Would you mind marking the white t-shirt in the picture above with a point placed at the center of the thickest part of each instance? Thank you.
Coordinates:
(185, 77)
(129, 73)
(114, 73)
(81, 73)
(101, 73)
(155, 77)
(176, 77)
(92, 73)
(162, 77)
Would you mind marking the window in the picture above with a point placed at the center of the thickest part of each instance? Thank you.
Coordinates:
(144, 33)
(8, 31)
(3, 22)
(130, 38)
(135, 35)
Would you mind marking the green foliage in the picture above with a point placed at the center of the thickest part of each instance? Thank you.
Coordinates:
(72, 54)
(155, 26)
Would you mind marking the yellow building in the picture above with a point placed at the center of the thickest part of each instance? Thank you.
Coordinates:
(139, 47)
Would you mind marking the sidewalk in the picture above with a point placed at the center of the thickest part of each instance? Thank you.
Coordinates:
==
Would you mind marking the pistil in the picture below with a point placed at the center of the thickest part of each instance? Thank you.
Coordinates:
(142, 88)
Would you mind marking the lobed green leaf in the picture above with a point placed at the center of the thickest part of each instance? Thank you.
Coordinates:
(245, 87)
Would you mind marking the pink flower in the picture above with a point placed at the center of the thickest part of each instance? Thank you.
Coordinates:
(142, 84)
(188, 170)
* * *
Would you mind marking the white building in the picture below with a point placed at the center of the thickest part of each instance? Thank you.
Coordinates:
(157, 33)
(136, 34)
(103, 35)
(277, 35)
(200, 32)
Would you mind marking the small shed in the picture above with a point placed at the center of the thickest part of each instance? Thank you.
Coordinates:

=== Directive ===
Return each line of the data above that contains the word "building", copied unchanged.

=== Task result ===
Would you mind marking the yellow building in the picture above with a point placed at the center of the thickest part of each instance? Thank you.
Would you mind marking the white building in the picture below with a point placed at the center of the thickest part of each instance? Thank you.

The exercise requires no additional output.